• _What is asked_
Return each line from the entries below that contains the word "elephant". Case counts.

## begin Data rows

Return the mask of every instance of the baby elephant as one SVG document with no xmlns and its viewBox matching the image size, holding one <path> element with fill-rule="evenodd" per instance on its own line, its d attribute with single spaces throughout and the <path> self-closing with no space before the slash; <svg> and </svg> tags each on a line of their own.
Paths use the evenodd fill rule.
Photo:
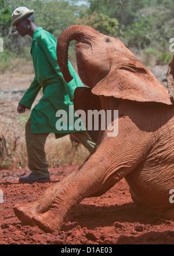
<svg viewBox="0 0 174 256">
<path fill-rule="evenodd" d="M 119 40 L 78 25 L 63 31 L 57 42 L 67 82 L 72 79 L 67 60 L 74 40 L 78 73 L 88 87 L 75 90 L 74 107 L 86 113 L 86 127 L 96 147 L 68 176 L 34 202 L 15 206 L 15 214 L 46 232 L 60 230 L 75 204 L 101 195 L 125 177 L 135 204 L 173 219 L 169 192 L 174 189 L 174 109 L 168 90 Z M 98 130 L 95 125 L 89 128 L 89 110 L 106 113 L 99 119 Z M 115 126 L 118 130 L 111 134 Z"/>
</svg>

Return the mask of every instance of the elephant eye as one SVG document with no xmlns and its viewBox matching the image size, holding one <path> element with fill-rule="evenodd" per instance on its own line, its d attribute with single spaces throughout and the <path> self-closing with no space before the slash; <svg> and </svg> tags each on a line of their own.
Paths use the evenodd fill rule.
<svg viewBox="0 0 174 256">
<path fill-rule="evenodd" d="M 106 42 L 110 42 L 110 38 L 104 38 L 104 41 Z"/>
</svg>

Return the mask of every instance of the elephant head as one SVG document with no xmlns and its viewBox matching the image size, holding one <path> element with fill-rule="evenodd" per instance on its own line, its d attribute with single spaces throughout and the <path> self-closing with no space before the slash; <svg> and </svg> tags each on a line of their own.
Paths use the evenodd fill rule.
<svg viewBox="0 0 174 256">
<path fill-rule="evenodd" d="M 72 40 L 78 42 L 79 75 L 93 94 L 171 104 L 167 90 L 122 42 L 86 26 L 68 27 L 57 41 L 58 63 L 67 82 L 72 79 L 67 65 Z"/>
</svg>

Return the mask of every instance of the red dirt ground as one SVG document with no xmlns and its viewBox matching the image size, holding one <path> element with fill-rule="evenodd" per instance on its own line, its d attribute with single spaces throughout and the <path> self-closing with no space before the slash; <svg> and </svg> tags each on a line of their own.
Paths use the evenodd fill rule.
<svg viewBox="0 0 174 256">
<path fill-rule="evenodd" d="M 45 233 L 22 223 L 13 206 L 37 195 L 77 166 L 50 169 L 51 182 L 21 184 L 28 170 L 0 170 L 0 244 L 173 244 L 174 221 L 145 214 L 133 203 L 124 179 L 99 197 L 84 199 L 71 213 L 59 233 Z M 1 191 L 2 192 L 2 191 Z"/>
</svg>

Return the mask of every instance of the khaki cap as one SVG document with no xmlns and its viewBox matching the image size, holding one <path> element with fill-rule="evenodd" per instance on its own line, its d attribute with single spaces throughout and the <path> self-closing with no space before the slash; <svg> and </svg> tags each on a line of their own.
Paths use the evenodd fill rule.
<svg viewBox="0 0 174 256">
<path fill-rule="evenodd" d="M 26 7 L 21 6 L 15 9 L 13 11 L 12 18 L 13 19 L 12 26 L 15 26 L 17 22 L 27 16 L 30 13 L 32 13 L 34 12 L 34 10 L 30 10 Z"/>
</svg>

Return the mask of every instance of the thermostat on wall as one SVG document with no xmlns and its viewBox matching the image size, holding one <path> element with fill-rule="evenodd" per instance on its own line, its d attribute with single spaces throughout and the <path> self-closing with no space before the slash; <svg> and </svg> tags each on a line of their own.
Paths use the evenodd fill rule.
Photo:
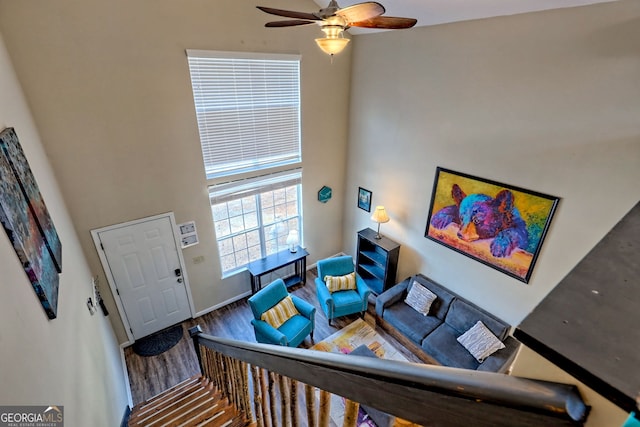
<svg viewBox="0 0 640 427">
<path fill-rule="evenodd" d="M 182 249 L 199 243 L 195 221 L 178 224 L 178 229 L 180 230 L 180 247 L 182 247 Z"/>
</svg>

## end Data rows

• _Response to this task_
Return the mask of every instance of the baby elephant as one SVG document with no xmlns and its viewBox matching the image size, holding one <path> element with fill-rule="evenodd" per instance on its own line, its d attribute with single spaces throughout and the <path> self-closing with no space before the slash; <svg> and </svg> tags each on a line of their own.
Return the mask of every instance of the elephant eye as one SVG document with no xmlns and its viewBox matching the image size, holding one <path> element with fill-rule="evenodd" per instance on its own line, its d attribute with single spaces throughout and the <path> self-closing with no space before the slash; <svg> and </svg> tags each on a line of their own.
Return the mask of every instance of the elephant head as one SVG document with no xmlns and its viewBox matching the image size, holding one <path> element with fill-rule="evenodd" per instance on its own line, its d attribute with single spaces throughout and the <path> self-closing with no space before the slash; <svg> and </svg> tags each on a line of their own.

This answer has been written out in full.